**摘录文本:**
********
位置:espnet/espnet/asr/pytorch_backend/asr.py
idim_list:特征向量维数[23](20 Fbank + 3 pitch)
odim:483(汉字字符数)
# 从jason文件中获取输入、输出维度,idim_list:特征向量维数[23], odim:483(汉字字符数)
with open(args.valid_json, "rb") as f:
valid_json = json.load(f)["utts"]
utts = list(valid_json.keys())
idim_list = [
int(valid_json[utts[0]]["input"][i]["shape"][-1]) for i in range(args.num_encs)
] # 输入维度
odim = int(valid_json[utts[0]]["output"][0]["shape"][-1]) # 输出维度
load_trained_modules(idim, odim, args, interface=ASRInterface)
返回带有初始化权重的模型
模型由args.model_module决定
# 载入设置的模型
model = load_trained_modules(idim_list[0], odim, args)
# 在model.json中写入输入输出维度和.yaml文件里所有模型参数
model_conf = args.outdir + "/model.json"
with open(model_conf, "wb") as f:
logging.info("writing a model config file to " + model_conf)
f.write(
json.dumps(
(idim_list[0] if args.num_encs == 1 else idim_list, odim, vars(args)),
indent=4,
ensure_ascii=False,
sort_keys=True,
).encode("utf_8")
)
model_params = model.parameters()
optimizer = torch.optim.Adam(model_params, weight_decay=args.weight_decay)
# CustomConverter类:返回下采样后的xs_pad, ilens, ys_pad
converter = CustomConverter(subsampling_factor=model.subsample[0], dtype=dtype)
1、make_batchset函数从json中读取数据转换为 List[List[Tuple[str, dict]]] 格式的batch set。
make_batchset的用法:
>>> data = {'utt1': {'category': 'A', 'input': ...},
... 'utt2': {'category': 'B', 'input': ...},
... 'utt3': {'category': 'B', 'input': ...},
... 'utt4': {'category': 'A', 'input': ...}}
>>> make_batchset(data, batchsize=2, ...)
[[('utt1', ...), ('utt4', ...)], [('utt2', ...), ('utt3': ...)]]
# 读取训练集数据(验证集同理)
with open(args.train_json, "rb") as f:
train_json = json.load(f)["utts"]
# 构造训练数据batchset
train = make_batchset(
train_json,
args.batch_size,
args.maxlen_in,
args.maxlen_out,
args.minibatches,
min_batch_size=args.ngpu if args.ngpu > 1 else 1,
shortest_first=use_sortagrad,
count=args.batch_count,
batch_bins=args.batch_bins,
batch_frames_in=args.batch_frames_in,
batch_frames_out=args.batch_frames_out,
batch_frames_inout=args.batch_frames_inout,
iaxis=0,
oaxis=0,
)
2、LoadInputsAndTargets的功能是构造mini batch,其call函数:call(self, batch, return_uttid=False) 可以从dict中提取输入特征向量(feats)和标签(targets)。
********
**练习题目:**
(1) 将摘录文本中的句子“make_batchset函数从json中读取数据转换为 List[List[Tuple[str, dict]]] 格式的batch set。”译成英文。
(2) 照抄摘录文本中的一段：从含有“model_params = model.parameters()”的词句起笔，写到“dict]]] 格式的batch set。”为止。

**数据摘录:**
********
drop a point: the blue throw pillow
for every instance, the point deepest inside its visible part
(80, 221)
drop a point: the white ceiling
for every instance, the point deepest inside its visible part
********
**逐题解答:**
(1) The make_batchset function reads data from JSON and converts it into a batch set in the List[List[Tuple[str, dict]]] format.

(2)
model_params = model.parameters()
optimizer = torch.optim.Adam(model_params, weight_decay=args.weight_decay)
# CustomConverter类:返回下采样后的xs_pad, ilens, ys_pad
converter = CustomConverter(subsampling_factor=model.subsample[0], dtype=dtype)
1、make_batchset函数从json中读取数据转换为 List[List[Tuple[str, dict]]] 格式的batch set。